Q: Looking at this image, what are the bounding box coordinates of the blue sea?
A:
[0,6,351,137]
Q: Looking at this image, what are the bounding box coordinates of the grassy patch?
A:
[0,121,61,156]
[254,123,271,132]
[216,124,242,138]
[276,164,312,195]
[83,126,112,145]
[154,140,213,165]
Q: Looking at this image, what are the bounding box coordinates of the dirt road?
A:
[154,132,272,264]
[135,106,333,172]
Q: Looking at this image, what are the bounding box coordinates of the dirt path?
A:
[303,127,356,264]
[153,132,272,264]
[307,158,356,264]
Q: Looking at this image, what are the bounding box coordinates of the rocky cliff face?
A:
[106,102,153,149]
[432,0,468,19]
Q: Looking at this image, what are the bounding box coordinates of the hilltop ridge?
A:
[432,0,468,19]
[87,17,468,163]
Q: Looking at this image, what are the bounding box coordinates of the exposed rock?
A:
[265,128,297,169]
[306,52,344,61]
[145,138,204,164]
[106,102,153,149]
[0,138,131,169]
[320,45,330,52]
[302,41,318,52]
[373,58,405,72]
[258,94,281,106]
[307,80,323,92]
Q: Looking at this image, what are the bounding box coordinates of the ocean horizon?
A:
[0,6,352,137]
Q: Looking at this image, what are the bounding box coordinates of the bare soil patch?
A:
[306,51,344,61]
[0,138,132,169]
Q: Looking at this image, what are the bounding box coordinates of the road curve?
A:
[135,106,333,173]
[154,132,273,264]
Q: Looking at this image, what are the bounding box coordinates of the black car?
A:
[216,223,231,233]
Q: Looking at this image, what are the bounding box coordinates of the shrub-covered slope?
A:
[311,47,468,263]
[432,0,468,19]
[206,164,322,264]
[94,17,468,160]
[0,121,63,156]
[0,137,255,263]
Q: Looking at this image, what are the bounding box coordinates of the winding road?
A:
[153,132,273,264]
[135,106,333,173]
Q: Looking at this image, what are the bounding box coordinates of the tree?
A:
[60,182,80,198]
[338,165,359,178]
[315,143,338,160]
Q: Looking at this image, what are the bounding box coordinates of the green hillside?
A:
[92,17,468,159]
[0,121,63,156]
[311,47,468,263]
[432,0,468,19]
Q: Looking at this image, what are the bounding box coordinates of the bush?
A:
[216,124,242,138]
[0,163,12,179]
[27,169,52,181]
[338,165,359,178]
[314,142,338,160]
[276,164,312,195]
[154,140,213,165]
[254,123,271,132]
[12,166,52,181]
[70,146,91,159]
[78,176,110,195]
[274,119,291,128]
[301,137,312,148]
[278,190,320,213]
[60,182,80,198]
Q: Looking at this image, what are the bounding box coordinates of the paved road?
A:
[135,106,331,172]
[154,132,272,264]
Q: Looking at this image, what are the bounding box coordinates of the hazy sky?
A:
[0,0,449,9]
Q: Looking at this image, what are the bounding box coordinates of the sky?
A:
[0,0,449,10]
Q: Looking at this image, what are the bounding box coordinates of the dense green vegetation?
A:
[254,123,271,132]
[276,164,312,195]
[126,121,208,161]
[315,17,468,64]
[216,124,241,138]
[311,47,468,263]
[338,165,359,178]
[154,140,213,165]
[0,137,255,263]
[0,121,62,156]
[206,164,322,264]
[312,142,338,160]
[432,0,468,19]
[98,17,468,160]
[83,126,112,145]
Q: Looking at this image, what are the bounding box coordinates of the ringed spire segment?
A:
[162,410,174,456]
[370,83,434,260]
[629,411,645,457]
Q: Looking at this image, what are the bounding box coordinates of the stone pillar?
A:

* [REQUIRED WORK] From the records above, extract every line exactly as it stands.

* [WRITTEN ANSWER]
Q: Looking at this image, what are the bounding box coordinates of the blue sea?
A:
[0,6,351,137]
Q: Looking at this image, what are the bounding box coordinates of the grassy patch?
A:
[0,121,61,156]
[254,123,271,132]
[216,124,242,138]
[276,164,312,195]
[83,126,112,145]
[154,140,213,165]
Q: Looking at this image, what are the bounding box coordinates of the dirt road?
A:
[154,132,272,264]
[135,106,333,172]
Q: Looking at this image, what are the bounding box coordinates of the dirt path?
A:
[303,127,356,264]
[153,132,272,264]
[307,158,356,264]
Q: Looking at this image, what are the bounding box coordinates of the rocky cliff face?
A:
[106,102,153,149]
[432,0,468,19]
Q: Looking at this image, what are the bounding box coordinates of the hilltop ridge?
A:
[432,0,468,19]
[87,17,468,163]
Q: Looking at this image, what are the bounding box coordinates of the exposed rock?
A:
[265,128,297,169]
[306,52,344,61]
[145,138,204,164]
[106,102,153,149]
[0,138,131,169]
[320,45,330,52]
[302,41,318,52]
[373,58,405,72]
[258,94,281,106]
[307,80,323,92]
Q: Looking at this image, what are the bounding box coordinates of the ocean horizon?
A:
[0,6,352,137]
Q: Looking at this image, what are the bounding box coordinates of the bare soil patch?
A:
[306,51,344,61]
[0,138,132,169]
Q: Looking at this image, what are the bounding box coordinates of the road curve?
A:
[135,106,333,173]
[154,132,273,264]
Q: Looking at this image, what are the bounding box coordinates of the black car?
A:
[216,223,231,233]
Q: Looking at this image, what are the bounding box coordinates of the shrub-covered slope?
A:
[311,47,468,263]
[432,0,468,19]
[206,164,322,264]
[94,17,468,160]
[0,121,63,156]
[0,137,255,263]
Q: Looking at this image, what are the bounding box coordinates of the winding road?
A:
[153,132,273,264]
[135,106,333,173]
Q: Looking at this image, what are the bounding box coordinates of the tree?
A:
[60,182,80,198]
[338,165,359,178]
[315,143,338,160]
Q: Looking at this image, what are the bounding box coordinates of the green hillside?
A:
[92,17,468,159]
[0,121,63,156]
[311,47,468,263]
[432,0,468,19]
Q: Looking at this image, what are the bounding box coordinates of the bush?
A:
[216,124,242,138]
[0,163,12,179]
[27,169,52,181]
[338,165,359,178]
[314,142,338,160]
[276,164,312,195]
[154,140,213,165]
[254,123,271,132]
[12,166,52,181]
[70,146,91,159]
[78,176,110,195]
[274,119,291,128]
[301,137,312,148]
[278,190,320,213]
[60,182,80,198]
Q: Looking at this image, what are the bounding box coordinates of the paved road?
A:
[135,106,331,172]
[154,132,272,264]
Q: Looking at this image, what are the bounding box coordinates of the hazy sky?
A:
[0,0,449,9]
Q: Looking at this image, what are the bounding box coordinates of the sky?
A:
[0,0,449,10]
Q: Looking at this image, what are the bounding box coordinates of the dense green vegetation?
A:
[254,123,271,132]
[276,164,312,195]
[126,121,208,161]
[315,17,468,64]
[216,124,241,138]
[311,47,468,263]
[338,165,359,178]
[154,140,213,165]
[0,137,255,263]
[0,121,62,156]
[206,164,322,264]
[312,142,338,160]
[432,0,468,19]
[98,17,468,160]
[83,126,112,145]
Q: Looking at this image, what are the bounding box coordinates of the ringed spire segment?
A:
[162,410,174,456]
[370,83,434,260]
[629,411,645,457]
Q: Looking at this image, what are the bounding box coordinates of the stone pillar?
A:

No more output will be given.